◆ Information shown:
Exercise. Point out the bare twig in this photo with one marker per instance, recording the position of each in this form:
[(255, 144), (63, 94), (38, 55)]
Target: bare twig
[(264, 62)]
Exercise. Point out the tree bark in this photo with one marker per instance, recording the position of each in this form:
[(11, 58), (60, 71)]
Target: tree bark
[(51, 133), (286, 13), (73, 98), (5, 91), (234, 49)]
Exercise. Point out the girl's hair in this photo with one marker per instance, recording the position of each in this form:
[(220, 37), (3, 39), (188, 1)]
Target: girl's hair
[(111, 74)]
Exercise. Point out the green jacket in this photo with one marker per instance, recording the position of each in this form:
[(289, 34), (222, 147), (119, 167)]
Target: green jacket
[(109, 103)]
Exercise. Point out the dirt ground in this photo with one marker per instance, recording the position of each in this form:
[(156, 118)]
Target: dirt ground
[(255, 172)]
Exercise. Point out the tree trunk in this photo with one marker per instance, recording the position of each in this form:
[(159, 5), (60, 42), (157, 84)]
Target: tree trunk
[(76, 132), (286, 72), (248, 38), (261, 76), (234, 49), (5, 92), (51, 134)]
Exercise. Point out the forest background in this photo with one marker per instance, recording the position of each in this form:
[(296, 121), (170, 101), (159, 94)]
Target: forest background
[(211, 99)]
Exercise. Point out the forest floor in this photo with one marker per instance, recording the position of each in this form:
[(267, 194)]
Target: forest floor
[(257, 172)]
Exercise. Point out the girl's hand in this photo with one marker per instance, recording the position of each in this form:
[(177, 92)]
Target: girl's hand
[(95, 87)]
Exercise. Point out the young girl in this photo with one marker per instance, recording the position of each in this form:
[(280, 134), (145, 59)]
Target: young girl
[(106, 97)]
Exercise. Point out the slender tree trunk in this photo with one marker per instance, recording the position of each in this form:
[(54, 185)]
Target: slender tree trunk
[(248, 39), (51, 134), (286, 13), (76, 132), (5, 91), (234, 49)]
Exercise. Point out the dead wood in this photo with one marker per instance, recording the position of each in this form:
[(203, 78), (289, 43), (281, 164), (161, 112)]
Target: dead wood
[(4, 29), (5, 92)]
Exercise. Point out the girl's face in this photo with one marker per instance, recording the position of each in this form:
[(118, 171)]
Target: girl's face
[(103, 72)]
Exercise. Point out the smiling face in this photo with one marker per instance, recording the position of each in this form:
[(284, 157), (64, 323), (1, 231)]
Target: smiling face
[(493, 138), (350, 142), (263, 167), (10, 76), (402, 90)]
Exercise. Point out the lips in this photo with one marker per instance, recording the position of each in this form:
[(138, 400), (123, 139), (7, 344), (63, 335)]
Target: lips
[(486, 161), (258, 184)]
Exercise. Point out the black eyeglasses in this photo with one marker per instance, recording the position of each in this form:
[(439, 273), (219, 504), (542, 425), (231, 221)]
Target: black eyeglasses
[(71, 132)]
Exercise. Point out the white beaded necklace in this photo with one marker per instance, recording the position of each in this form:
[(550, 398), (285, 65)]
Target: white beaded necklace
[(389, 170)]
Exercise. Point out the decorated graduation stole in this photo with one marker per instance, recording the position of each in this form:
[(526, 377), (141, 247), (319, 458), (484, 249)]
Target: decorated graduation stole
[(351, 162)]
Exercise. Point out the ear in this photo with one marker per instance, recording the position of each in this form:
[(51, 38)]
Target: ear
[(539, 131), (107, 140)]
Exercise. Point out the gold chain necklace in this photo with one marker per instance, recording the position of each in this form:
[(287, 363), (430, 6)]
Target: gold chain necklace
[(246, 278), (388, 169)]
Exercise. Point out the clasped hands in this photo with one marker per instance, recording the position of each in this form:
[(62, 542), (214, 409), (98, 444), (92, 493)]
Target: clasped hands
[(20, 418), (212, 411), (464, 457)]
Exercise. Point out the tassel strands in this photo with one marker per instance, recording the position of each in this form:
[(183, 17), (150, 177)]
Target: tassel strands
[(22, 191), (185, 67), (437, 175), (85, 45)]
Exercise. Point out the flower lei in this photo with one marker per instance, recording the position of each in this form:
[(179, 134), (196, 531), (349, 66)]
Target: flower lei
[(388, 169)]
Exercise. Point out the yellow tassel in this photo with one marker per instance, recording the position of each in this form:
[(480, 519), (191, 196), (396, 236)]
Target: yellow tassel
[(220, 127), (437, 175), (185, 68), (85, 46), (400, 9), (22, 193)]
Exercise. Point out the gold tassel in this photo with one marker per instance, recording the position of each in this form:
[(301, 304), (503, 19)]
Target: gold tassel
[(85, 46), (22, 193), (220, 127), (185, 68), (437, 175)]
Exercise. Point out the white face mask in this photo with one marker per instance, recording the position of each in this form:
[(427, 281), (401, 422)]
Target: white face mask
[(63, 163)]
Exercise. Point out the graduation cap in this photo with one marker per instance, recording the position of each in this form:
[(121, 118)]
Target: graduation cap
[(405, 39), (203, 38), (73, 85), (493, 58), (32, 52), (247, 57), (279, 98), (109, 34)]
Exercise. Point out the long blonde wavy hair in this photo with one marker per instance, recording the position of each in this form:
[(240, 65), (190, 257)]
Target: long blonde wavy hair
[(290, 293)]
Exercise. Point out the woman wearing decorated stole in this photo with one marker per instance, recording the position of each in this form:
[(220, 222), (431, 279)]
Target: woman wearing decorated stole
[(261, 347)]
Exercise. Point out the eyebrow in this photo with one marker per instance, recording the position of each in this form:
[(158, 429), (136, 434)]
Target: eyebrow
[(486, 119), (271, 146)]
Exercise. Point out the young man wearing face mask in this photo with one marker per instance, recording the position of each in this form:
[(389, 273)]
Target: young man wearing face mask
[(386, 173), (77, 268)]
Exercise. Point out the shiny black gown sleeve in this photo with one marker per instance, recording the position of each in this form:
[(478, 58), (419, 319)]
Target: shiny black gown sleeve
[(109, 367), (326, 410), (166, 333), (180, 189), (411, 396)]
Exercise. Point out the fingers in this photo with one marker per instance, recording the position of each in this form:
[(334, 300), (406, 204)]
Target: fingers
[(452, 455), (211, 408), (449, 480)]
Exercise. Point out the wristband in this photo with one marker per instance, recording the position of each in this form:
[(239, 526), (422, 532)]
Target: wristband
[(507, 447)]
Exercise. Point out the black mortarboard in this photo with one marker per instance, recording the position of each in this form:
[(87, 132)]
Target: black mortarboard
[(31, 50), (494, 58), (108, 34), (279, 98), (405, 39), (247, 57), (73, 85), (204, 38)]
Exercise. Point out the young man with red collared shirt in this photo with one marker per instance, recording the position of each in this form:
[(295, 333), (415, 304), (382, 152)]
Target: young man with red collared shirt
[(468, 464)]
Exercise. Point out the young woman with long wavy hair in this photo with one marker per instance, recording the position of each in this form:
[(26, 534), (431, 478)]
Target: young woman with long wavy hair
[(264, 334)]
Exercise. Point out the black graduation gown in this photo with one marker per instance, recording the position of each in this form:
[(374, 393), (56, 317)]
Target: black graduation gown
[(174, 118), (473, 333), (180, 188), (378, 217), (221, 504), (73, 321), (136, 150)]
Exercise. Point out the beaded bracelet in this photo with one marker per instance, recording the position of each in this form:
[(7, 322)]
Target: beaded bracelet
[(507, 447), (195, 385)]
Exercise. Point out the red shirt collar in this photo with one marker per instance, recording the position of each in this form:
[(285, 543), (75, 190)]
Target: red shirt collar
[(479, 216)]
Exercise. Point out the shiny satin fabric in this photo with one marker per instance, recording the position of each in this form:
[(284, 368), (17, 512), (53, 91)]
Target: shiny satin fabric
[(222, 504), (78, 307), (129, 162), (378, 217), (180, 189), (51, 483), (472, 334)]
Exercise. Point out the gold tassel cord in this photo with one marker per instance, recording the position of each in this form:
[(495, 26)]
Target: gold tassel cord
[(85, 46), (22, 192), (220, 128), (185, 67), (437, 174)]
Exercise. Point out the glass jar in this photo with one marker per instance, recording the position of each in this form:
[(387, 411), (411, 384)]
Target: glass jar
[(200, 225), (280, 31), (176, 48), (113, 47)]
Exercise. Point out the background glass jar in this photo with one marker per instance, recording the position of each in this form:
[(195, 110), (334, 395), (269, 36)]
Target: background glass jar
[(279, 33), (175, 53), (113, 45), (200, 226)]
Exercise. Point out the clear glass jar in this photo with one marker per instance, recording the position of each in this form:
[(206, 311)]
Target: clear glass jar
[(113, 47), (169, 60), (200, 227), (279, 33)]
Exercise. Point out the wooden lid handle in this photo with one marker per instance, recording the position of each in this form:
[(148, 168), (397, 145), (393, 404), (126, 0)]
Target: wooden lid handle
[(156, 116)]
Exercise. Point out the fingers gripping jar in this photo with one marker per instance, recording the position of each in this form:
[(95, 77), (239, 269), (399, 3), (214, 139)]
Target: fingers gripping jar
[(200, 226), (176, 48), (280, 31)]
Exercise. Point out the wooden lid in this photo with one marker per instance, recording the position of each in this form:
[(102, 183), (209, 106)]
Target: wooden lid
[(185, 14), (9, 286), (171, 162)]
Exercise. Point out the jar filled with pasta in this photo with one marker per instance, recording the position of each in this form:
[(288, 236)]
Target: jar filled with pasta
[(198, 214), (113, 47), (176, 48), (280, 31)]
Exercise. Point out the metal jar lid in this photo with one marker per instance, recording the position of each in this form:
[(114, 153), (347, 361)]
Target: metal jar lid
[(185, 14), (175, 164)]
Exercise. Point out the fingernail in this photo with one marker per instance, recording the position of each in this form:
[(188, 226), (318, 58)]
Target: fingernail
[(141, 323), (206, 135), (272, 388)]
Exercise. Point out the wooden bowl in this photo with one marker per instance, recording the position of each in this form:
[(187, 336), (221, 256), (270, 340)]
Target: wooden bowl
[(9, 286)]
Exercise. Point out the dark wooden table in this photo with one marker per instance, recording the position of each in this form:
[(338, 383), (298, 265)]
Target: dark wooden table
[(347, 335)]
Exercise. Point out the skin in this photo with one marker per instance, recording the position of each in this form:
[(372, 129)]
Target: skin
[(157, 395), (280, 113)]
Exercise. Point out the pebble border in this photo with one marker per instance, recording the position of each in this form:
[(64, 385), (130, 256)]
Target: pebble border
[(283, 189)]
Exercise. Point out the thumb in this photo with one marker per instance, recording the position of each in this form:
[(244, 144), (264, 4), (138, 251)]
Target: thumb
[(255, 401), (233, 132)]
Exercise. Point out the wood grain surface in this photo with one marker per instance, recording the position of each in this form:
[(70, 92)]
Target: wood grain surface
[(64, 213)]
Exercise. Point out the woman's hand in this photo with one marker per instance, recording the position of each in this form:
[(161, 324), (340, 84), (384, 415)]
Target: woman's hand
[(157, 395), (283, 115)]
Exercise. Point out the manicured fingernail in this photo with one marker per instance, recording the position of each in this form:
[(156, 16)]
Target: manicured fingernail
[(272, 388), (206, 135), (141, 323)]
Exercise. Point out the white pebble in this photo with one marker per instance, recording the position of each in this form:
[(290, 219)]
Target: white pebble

---

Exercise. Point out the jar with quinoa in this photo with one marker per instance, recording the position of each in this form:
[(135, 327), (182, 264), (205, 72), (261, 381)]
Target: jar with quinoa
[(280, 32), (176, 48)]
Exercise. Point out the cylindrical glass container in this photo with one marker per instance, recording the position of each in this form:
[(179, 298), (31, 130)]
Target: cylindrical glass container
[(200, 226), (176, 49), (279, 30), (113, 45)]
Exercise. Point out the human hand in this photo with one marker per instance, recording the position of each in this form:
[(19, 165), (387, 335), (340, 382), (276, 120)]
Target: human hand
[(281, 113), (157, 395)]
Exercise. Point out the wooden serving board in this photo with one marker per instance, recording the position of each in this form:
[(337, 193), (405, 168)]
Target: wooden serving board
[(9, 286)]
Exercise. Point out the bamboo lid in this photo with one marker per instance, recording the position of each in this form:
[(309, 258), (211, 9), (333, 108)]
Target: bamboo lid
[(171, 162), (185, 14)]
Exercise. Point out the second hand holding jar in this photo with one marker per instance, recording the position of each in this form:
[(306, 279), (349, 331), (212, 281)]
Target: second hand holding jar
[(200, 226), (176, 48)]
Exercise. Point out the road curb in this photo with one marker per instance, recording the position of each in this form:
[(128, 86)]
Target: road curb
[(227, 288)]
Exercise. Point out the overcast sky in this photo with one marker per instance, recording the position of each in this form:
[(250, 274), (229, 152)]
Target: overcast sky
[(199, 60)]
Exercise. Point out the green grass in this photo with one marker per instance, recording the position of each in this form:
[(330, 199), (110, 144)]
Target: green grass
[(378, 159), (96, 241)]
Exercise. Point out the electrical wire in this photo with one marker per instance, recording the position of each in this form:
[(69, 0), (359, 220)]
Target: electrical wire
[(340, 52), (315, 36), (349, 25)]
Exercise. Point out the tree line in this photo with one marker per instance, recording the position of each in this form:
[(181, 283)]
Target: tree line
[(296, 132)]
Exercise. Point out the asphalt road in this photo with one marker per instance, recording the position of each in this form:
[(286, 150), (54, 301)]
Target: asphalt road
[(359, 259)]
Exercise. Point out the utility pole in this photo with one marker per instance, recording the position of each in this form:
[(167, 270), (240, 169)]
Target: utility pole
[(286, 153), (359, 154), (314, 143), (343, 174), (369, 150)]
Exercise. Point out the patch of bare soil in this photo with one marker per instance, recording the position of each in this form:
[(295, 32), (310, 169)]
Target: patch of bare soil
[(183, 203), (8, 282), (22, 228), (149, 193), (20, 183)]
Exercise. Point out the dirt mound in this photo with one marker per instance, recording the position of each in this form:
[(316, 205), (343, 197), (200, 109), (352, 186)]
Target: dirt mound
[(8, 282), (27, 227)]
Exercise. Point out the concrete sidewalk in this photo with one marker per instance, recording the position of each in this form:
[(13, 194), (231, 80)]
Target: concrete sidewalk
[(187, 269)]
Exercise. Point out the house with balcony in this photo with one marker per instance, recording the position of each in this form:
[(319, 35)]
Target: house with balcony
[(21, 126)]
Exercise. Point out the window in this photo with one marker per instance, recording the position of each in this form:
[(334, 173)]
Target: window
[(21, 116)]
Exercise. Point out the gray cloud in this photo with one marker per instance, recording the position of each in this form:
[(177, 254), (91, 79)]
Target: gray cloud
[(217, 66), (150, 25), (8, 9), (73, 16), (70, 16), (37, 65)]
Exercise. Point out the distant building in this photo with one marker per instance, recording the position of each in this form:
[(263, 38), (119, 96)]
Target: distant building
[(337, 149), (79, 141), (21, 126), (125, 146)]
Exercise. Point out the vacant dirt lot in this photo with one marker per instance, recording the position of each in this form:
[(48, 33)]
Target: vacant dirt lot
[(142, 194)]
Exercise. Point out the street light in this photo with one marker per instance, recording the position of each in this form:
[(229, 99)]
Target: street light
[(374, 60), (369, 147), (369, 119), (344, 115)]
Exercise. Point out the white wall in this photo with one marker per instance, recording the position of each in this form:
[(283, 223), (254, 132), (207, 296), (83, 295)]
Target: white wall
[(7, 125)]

...

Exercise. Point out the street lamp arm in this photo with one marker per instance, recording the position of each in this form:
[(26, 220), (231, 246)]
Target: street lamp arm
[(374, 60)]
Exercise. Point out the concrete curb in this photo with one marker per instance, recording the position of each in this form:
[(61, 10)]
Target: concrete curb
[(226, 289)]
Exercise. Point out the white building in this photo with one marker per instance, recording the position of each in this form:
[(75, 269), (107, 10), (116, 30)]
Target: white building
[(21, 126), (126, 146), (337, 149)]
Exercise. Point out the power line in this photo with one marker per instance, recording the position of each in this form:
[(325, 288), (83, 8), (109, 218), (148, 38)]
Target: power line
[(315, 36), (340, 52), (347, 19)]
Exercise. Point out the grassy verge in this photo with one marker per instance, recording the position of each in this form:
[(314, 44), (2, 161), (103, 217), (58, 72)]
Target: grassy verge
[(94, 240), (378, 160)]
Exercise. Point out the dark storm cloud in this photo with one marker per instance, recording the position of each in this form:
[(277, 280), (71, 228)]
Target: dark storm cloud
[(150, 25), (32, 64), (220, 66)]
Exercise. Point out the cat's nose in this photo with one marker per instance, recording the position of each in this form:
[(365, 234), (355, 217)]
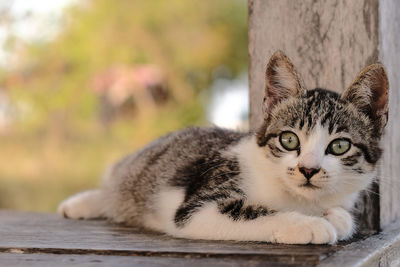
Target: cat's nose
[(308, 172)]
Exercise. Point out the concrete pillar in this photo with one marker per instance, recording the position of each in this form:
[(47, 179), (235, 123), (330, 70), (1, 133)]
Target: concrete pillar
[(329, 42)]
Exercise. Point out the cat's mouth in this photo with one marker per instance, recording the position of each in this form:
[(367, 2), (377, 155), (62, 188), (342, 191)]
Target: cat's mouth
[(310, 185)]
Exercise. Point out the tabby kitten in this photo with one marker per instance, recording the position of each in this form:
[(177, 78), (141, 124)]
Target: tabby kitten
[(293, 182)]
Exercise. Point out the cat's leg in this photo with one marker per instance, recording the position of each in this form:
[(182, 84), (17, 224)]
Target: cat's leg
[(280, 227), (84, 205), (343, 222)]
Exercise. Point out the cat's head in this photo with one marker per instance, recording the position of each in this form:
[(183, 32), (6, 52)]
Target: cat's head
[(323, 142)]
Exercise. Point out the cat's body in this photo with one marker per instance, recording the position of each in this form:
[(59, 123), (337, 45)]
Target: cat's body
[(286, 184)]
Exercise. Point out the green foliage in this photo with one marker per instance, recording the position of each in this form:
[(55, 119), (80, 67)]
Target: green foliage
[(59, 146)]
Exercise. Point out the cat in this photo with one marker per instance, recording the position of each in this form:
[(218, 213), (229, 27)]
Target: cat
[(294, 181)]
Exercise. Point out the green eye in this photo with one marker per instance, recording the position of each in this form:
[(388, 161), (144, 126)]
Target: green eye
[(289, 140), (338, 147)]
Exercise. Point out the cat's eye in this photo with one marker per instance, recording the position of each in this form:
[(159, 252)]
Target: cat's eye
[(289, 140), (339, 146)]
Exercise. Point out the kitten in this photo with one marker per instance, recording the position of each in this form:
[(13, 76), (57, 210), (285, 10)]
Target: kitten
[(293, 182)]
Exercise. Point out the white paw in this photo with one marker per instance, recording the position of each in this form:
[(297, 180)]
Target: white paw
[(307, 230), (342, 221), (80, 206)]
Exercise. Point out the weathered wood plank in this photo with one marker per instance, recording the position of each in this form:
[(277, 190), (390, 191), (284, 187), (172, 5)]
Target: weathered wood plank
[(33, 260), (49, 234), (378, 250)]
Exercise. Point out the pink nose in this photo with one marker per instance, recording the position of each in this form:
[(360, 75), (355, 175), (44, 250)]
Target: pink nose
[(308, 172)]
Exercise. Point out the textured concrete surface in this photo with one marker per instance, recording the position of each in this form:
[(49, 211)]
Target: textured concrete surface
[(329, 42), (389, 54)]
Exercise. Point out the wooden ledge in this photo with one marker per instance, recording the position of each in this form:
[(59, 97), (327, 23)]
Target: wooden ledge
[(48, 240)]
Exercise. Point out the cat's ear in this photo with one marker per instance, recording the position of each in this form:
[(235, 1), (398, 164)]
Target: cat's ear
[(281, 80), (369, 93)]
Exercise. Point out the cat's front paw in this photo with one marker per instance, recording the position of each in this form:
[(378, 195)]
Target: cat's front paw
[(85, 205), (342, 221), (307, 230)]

◆ What is being asked:
List every line of the items above that contains the string "yellow", treating uppercase and lowercase letters as distinct.

◆ Written response:
Exercise. Point out the yellow tassel in this photo with one marker per instance, recording the position of each in this form:
Target: yellow tassel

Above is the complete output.